#### Stored data
┏━━
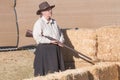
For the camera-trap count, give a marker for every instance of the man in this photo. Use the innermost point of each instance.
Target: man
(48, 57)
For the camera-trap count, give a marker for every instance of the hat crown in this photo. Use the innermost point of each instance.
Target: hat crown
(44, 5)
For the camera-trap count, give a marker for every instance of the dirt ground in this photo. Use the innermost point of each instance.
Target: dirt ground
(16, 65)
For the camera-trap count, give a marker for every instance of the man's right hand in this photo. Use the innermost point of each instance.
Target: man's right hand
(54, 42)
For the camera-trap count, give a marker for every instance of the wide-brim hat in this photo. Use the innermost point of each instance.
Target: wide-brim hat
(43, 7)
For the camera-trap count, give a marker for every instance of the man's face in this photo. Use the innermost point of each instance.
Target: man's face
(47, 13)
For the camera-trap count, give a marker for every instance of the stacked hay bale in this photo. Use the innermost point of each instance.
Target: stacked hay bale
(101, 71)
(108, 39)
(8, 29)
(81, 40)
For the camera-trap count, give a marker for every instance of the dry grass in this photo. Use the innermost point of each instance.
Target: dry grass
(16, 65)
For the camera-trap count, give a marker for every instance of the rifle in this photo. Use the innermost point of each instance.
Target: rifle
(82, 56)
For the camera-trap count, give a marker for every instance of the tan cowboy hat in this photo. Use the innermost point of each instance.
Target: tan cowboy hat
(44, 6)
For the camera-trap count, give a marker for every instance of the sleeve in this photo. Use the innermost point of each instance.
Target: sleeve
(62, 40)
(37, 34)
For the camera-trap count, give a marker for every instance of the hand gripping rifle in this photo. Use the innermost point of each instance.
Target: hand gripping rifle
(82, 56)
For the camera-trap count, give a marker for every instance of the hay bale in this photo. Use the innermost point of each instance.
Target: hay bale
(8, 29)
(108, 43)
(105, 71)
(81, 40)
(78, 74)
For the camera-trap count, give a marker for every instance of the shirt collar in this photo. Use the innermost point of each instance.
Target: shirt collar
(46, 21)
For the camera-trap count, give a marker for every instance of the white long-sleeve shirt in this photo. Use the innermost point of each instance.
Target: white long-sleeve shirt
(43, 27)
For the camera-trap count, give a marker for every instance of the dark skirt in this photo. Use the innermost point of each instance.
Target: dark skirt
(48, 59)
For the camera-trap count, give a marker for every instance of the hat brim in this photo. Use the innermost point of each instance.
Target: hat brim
┗━━
Could you restate every record above word for word, dropping the pictures?

#### Response
For the camera-trap count, give a marker for every instance of the man in this photo. Use the innermost point of each instance.
Target: man
(48, 57)
For the camera-trap count, give a marker for every instance of the hat crown in this photo. Use the innermost point of each instance.
Target: hat crown
(44, 5)
For the camera-trap count, give a marker for every instance of the dirt ground in this photo. Use the innermost point of each instance.
Target: dirt ground
(16, 65)
For the camera-trap count, give a marker for every instance of the man's right hand in this photo. Use the innermost point of each instance.
Target: man's right hand
(54, 42)
For the camera-trap count, give a marker for every instance of the wide-brim hat in this photo. Use the innermost point of each instance.
Target: wide-brim hat
(43, 7)
For the camera-trap count, give a marker for every instance of the man's face in this photo. Use the innermost point of each instance.
Target: man's face
(47, 13)
For the camera-trap count, give a marker for every instance of the stacked hay bale in this photo. Use the innermost point of each instance.
Target: stacked hay bale
(101, 71)
(108, 39)
(8, 29)
(81, 40)
For the camera-trap count, give a marker for every instance of the dry grass in this photo. Use the innermost point of each instance.
Target: dry grass
(16, 65)
For the camera-trap count, give a marker for every instance of the rifle in this photo. Use the innermost point of each instance.
Target: rifle
(82, 56)
For the camera-trap count, give a marker for every instance of the tan cowboy hat in this photo. Use the innermost point of each instance.
Target: tan cowboy hat
(44, 6)
For the camera-trap count, give a marker for every instance of the sleeve in this photo. Use the innermost point of each instance.
Target: sleeve
(62, 40)
(37, 34)
For the camera-trap count, give a marker for every instance of the hand gripping rifle in this photo. Use the innermost point of each instance.
Target: hand gripping rifle
(82, 56)
For the camera-trap count, give a marker for every instance of the hay bale in this photo. Use the innermost point of each instance.
Target: hay bale
(8, 29)
(108, 43)
(105, 71)
(81, 40)
(78, 74)
For the camera-trap count, give a marker for every instance of the shirt collar in this photo. Use the innermost point of each instance.
Target: shirt collar
(46, 21)
For the camera-trap count, give a marker for every instance of the white long-sleeve shirt in this photo. Use the innermost point of each instance.
Target: white long-sleeve shirt
(43, 27)
For the camera-trap count, give a marker for every instance of the dark skirt in this photo. Use the innermost point of each instance.
Target: dark skirt
(48, 59)
For the camera-trap count, give a marker for every instance of the hat brim in this photo. Use the innermost point of each instance.
Target: hat brim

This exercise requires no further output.